▶ SUPPLIED PASSAGE
************

By Seth Daniel
City Councilor Frank Baker might be on a political island when he talks about Long Island, but the councilor who represents the Mass/Cass corridor told the Worcester Square Area Neighborhood Association (WSANA) on Tuesday night that it’s time for the City to talk about re-opening the Island.
Baker said he would like to see a campus style Recovery Campus in the City – as suggested by the South End Forum and its Moderator Steve Fox – during last week’s hearing at City Hall on Safe Injection Facilities (SIFs) – but isn’t too keen on the idea of locating it in Franklin Park at the off-the-beaten-path Shattuck Hospital Campus. Instead, he said he thinks it’s time to start talking about Long Island again for that kind of Campus idea.
“It’s a pipe dream for sure and I’m the only one whose saying that,” he said. “However, I’m going to start asking for the discussion of Long Island. If it’s $100 million (to replace the Bridge) this year, it’s going to be 110 million next year, and 120 million the following year and probably $200 million in five years. We need to get a discussion going about locating programming back out there, even if it’s just the partial programming that was done there.”
Baker said he envisions being able to take those seeking recovery and locating them on the Island so that addicts can get away from the access that exists on Melnea Cass and that he believes would also exist at the Shattuck.
Programming could include housing, Recovery services, job training, farming and some medical care.
“We need a different approach,” he said. “The way we did it at Long Island in the past; I don’t know if there was enough engagement there. I think we need to have a discussion about Long Island and that discussion would be about building that Bridge back and getting some of the programming out there.”

************

[Saved entries]
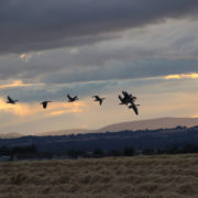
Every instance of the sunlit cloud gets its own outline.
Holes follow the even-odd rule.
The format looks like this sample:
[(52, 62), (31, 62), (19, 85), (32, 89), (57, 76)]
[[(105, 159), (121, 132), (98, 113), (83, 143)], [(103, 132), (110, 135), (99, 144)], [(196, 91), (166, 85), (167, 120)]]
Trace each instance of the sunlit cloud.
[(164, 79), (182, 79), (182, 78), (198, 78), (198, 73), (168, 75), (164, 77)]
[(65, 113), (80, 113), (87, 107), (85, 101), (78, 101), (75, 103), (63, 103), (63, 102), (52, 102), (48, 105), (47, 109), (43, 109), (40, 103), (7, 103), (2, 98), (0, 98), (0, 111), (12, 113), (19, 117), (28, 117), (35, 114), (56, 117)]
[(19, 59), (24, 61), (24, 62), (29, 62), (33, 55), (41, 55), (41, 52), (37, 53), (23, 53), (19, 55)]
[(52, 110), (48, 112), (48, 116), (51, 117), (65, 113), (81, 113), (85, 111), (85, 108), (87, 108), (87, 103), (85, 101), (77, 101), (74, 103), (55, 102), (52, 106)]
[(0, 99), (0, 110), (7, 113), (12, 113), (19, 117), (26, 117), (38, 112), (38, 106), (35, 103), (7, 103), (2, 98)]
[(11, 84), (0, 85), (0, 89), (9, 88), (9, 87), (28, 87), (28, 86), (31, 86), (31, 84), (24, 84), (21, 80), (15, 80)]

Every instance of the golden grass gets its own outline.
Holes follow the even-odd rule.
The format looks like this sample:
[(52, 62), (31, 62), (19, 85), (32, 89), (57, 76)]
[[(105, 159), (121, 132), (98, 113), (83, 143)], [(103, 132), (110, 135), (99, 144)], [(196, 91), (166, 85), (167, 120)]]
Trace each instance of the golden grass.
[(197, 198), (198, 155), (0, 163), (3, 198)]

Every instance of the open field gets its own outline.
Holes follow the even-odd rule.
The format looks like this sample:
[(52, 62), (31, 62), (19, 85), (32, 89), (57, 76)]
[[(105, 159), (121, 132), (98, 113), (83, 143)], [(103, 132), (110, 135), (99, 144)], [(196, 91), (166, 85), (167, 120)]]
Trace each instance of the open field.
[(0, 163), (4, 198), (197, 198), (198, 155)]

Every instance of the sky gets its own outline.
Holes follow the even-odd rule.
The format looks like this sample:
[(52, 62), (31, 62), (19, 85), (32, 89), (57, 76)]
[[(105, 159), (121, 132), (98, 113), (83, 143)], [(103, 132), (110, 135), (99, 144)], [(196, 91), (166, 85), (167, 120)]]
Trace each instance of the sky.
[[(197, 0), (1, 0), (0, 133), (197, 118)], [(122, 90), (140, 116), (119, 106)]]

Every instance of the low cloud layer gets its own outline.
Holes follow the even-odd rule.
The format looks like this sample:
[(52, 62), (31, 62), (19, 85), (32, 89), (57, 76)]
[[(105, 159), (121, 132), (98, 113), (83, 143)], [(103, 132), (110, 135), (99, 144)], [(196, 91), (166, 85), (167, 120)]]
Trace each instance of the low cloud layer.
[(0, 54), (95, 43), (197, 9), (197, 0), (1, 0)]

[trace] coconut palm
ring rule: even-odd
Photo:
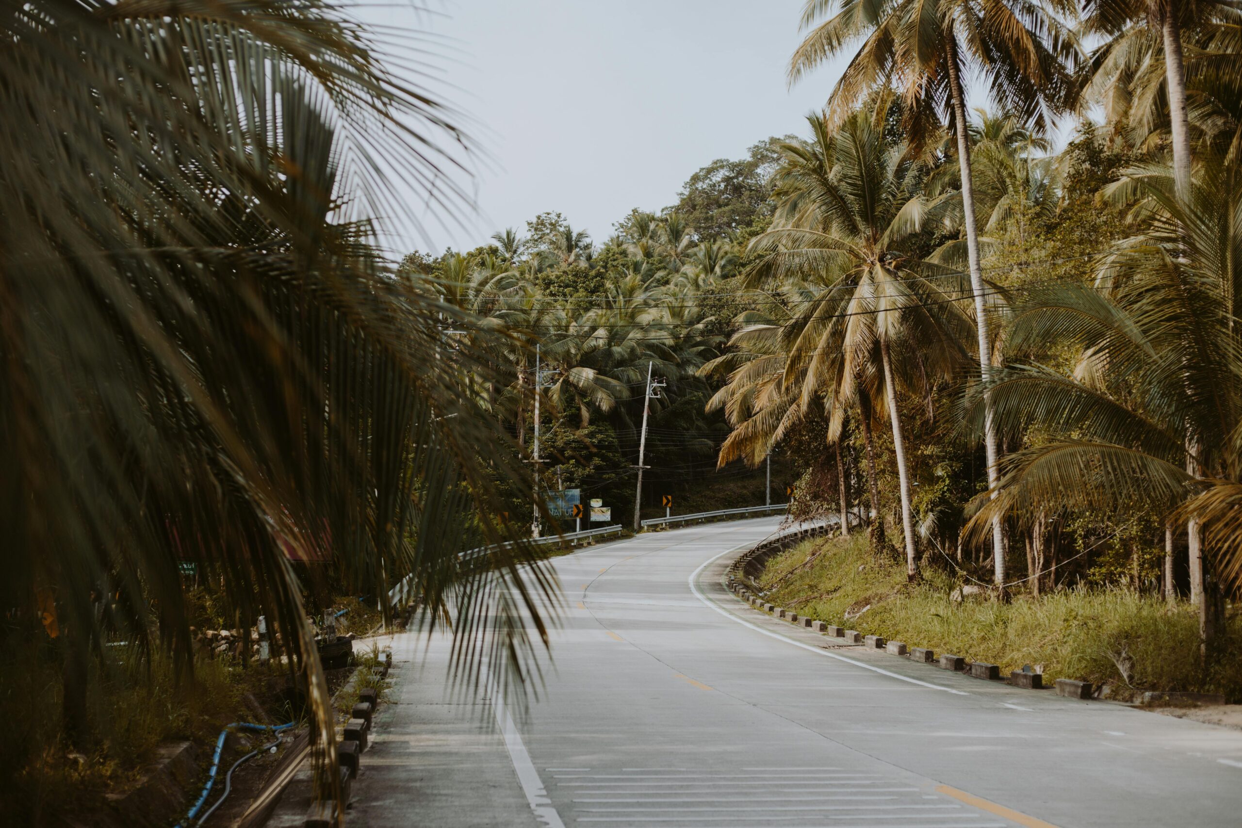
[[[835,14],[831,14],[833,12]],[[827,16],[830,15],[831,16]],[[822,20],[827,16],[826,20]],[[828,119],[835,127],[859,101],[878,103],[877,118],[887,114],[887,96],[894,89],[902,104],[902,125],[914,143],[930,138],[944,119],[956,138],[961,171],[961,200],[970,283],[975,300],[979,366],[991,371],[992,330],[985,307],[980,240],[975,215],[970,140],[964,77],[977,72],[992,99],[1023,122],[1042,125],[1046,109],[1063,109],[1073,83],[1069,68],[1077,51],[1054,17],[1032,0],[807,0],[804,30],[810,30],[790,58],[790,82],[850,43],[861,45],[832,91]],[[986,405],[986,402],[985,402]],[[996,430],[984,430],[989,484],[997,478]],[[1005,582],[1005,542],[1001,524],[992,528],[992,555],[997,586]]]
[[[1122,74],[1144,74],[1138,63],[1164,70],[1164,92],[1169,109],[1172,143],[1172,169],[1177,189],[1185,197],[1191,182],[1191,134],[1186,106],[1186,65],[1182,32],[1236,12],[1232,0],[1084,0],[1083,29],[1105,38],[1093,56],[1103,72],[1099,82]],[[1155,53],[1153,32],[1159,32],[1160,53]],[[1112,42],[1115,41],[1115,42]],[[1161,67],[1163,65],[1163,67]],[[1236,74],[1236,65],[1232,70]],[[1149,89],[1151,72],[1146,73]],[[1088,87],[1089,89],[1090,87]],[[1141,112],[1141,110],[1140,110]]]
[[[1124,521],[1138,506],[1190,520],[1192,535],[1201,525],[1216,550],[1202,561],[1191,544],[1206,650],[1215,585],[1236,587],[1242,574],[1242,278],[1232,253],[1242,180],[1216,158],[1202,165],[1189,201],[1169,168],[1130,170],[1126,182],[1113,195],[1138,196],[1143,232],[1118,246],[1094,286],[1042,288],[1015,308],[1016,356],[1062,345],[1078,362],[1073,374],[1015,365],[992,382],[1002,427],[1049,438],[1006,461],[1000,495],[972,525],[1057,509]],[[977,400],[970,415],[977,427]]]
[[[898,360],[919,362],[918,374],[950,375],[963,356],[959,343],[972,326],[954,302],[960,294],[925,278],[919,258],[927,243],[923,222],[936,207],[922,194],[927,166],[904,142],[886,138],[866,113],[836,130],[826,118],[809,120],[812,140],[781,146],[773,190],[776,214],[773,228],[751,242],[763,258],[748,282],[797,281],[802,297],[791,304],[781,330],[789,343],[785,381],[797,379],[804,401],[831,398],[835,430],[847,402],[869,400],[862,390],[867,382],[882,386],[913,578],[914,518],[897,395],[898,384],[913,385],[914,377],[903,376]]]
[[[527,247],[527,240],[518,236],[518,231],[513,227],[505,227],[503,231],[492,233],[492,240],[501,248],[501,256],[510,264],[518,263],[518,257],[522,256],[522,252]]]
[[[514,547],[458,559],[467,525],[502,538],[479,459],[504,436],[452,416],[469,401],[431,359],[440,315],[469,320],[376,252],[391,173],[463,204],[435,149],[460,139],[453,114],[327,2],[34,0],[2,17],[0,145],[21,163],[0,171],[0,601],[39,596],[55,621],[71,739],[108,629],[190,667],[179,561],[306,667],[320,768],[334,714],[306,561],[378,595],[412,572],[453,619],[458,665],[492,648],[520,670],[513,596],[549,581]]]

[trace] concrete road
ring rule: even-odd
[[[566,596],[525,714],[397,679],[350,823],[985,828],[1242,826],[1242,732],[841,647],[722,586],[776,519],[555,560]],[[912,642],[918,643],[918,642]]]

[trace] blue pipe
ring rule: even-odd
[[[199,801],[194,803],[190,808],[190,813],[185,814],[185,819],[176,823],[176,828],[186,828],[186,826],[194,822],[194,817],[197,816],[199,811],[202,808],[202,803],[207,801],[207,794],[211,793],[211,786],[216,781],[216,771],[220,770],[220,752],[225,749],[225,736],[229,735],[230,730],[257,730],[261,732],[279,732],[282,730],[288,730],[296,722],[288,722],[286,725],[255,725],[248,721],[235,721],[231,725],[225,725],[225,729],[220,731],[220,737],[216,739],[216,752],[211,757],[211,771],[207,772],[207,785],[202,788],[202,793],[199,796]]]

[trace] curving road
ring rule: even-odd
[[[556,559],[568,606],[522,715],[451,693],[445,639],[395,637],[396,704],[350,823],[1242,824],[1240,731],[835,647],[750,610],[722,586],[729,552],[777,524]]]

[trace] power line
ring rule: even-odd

************

▶ EXERCISE AIM
In the article above about Long Island, how much does Baker say replacing the Bridge will probably cost in five years?

▶ TASK RESPONSE
Probably $200 million.